課題の内容
A: 子宮内膜症についての本文のうち、「この癒着は卵管と卵巣の位置関」で始まり「痢気味になることもあります。」で終わる部分を一字も変えずに書き写してください。
B: 子宮内膜症についての本文によると、子宮内膜症がもっとも多く起こる部位はどこか。
C: 子宮内膜症についての本文の続きを、最後の文の後から書き継ぐこと。

本文
________________

子宮内膜症とは?
子宮内膜は子宮の内側にしかないはずの細胞ですが、この子宮内膜にとてもよく似た細胞が、なぜか身体のさまざまな場所に勝手に発生し、そこで活動してしまうのが子宮内膜症です。
初経後、10代後半から発生する可能性があり、今のところ閉経するまで完治しません。
普通は起こらない出血がお腹の中で起こるため、体の防御反応として癒着が起こります。
子宮内膜症は骨盤内の慢性的炎症です。
骨盤内に慢性的に炎症がおこると骨盤内に水が貯まります。
この腹水中には免疫担当細胞が増加したり、炎症物質サイトカインが増加したりしています。
その結果、卵胞の発育が障害され、卵の質が低下し、受精率、妊娠率が低下します。
さらには卵巣内に発育した子宮内膜症(チョコレートのう腫)は卵巣機能を低下させます。
このようなことが不妊原因と考えられています。
子宮内膜症による癒着とは?
別々の組織がくっつくことを癒着と言います。
また、別の言い方をすると、傷ついた組織が直ることを意味します。
お腹の中では色々な臓器の表面は、腹膜という皮膚で覆われているため、それぞれの臓器が接触していたり、重なり合ったりしていても癒着は起こりません。
しかし、腹膜が傷つく状態(子宮内膜症、クラミジア感染、手術後など)になるとその傷が治っていく過程で周囲の組織間に癒着が起こります。
この癒着は卵管と卵巣の位置関係を変化させたり、卵管を動きにくくしたりして卵管が排卵した卵を取り込むことを妨害します。
子宮内膜症がもっとも多く起こるのは卵巣ですが、腹膜、ダグラス窩(子宮と直腸の間のくぼみ)、仙骨子宮靭帯(子宮を支える靭帯)、膀胱子宮窩(膀胱と子宮の間のくぼみ)にもよくみられます。
発生する部位により、臨床症状は異なり、ダグラス窩に発生する場合には、月経時の疼痛に加え、月経時の腸管蠕動が亢進することによって下痢気味になることもあります。

________________

提供記録
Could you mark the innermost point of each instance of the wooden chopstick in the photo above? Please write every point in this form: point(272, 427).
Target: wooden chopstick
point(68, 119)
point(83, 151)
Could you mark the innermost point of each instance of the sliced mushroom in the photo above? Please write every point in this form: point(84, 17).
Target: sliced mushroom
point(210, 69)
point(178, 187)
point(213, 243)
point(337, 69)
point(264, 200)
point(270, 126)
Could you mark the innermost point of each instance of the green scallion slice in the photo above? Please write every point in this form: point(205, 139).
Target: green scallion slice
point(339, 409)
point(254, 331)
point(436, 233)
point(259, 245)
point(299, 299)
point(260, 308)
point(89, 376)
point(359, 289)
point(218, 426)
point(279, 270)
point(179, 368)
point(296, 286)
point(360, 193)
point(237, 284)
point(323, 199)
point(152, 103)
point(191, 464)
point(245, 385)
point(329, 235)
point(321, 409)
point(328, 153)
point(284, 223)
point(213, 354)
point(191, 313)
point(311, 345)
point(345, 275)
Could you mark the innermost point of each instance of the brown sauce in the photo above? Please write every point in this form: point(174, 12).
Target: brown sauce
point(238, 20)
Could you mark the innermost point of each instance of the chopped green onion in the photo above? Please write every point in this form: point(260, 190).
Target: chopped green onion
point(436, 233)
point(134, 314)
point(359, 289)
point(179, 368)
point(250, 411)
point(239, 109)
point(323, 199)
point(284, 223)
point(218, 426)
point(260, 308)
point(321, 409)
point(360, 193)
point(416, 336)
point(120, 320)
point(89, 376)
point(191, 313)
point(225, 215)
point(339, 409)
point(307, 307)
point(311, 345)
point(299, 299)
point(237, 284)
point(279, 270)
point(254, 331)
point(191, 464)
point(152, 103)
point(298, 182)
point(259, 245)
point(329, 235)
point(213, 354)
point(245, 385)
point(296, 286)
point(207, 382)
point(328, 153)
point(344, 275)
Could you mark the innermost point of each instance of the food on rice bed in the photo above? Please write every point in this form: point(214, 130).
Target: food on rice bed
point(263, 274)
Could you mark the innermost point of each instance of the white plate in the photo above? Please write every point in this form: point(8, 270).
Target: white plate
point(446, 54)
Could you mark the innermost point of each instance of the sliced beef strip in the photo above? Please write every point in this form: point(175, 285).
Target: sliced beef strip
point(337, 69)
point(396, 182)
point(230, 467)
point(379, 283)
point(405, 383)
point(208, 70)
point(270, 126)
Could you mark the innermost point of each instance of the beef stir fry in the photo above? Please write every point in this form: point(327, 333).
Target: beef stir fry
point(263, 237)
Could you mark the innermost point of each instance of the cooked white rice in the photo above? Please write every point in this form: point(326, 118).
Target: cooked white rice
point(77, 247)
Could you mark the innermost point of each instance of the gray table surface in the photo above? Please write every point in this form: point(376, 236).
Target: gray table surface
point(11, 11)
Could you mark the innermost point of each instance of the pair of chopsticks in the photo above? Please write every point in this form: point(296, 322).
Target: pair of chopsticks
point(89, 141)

________________

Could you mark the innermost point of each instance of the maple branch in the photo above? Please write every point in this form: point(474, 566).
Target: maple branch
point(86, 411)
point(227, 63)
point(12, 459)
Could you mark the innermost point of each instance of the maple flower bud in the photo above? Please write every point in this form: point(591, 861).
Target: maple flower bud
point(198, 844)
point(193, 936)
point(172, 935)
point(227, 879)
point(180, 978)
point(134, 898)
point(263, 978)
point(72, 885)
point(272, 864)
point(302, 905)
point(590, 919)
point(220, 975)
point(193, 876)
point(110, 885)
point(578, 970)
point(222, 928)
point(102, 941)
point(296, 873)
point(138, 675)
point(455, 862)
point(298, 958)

________________

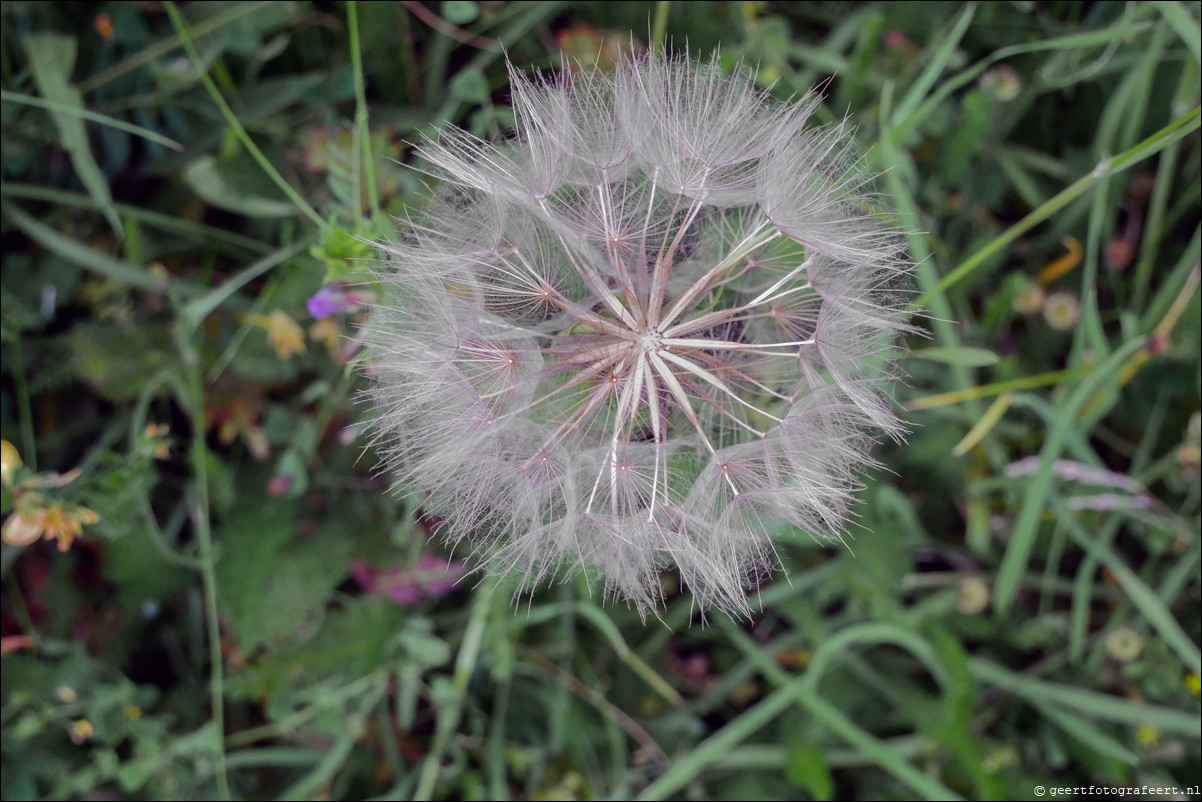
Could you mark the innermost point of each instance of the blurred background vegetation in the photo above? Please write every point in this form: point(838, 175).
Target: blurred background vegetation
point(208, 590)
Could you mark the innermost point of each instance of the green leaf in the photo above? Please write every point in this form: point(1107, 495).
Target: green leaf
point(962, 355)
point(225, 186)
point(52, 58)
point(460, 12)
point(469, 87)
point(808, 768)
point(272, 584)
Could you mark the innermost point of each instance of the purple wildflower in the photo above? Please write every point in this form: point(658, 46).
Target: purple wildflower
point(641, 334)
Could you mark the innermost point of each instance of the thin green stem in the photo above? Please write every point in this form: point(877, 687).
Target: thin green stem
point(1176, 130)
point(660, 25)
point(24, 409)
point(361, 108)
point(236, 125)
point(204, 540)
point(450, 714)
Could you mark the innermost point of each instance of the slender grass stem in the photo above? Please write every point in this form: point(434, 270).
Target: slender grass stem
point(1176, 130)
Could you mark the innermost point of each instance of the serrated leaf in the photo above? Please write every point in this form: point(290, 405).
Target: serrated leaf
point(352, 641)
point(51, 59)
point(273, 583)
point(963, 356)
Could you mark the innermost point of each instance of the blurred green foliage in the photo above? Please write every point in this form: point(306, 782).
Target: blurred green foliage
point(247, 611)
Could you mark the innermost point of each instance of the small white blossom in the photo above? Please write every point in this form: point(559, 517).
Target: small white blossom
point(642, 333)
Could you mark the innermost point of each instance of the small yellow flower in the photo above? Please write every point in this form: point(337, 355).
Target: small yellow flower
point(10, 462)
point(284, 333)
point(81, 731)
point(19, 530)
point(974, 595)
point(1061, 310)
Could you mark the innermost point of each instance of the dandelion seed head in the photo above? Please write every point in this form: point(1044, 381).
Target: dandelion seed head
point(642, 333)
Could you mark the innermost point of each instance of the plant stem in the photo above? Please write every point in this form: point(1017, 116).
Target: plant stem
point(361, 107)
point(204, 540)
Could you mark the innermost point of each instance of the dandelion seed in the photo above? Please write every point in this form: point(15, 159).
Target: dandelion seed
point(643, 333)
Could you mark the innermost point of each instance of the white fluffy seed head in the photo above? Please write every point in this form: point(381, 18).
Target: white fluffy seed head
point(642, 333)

________________

課題の解答
A:
この癒着は卵管と卵巣の位置関係を変化させたり、卵管を動きにくくしたりして卵管が排卵した卵を取り込むことを妨害します。
子宮内膜症がもっとも多く起こるのは卵巣ですが、腹膜、ダグラス窩(子宮と直腸の間のくぼみ)、仙骨子宮靭帯(子宮を支える靭帯)、膀胱子宮窩(膀胱と子宮の間のくぼみ)にもよくみられます。
発生する部位により、臨床症状は異なり、ダグラス窩に発生する場合には、月経時の疼痛に加え、月経時の腸管蠕動が亢進することによって下痢気味になることもあります。

B: 卵巣

C:
また、性交時の疼痛が強くなることを訴える場合も少なくありません。
検査・診断方法とは?
超音波検査で、卵巣に内膜症の特徴などがみられるかどうかを確認します。
病気による変化が卵巣に起こっていれば、MRI検査を行うことがあります。
MRI検査は、腹膜や腸の表面など、他の部位に対して実施することもあります。
これらの検査でみつかった特徴が子宮内膜症に合致すれば、臨床子宮内膜症と診断されます。
超音波検査やMRI検査をしても原因不明の場合や、確定診断をつけたい場合には、腹腔鏡検査が行われることがあります。
腹腔鏡検査とは、腹腔鏡を用いてお腹のなかを調べる検査方法です。
腹腔鏡検査の実施中に、病気による変化がみられれば、その部分を切除したり病組織を焼いたりして治療する場合があります。
また、卵巣がんの状態をみるために使われることが一般的な腫瘍マーカー(CA125)の値が診断材料となることもあります。
不妊に対する治療法とは?
腹腔鏡下手術によって病巣を取り除くことによって、術後の妊娠率が上昇します。
したがって腹腔鏡下手術が第一選択となります。
これはお腹に穴を空けて、そこから差し込んだ鉗子と呼ばれる棒の先で手術をするものです。
腹腔鏡下手術のみにより30%の方が妊娠しています。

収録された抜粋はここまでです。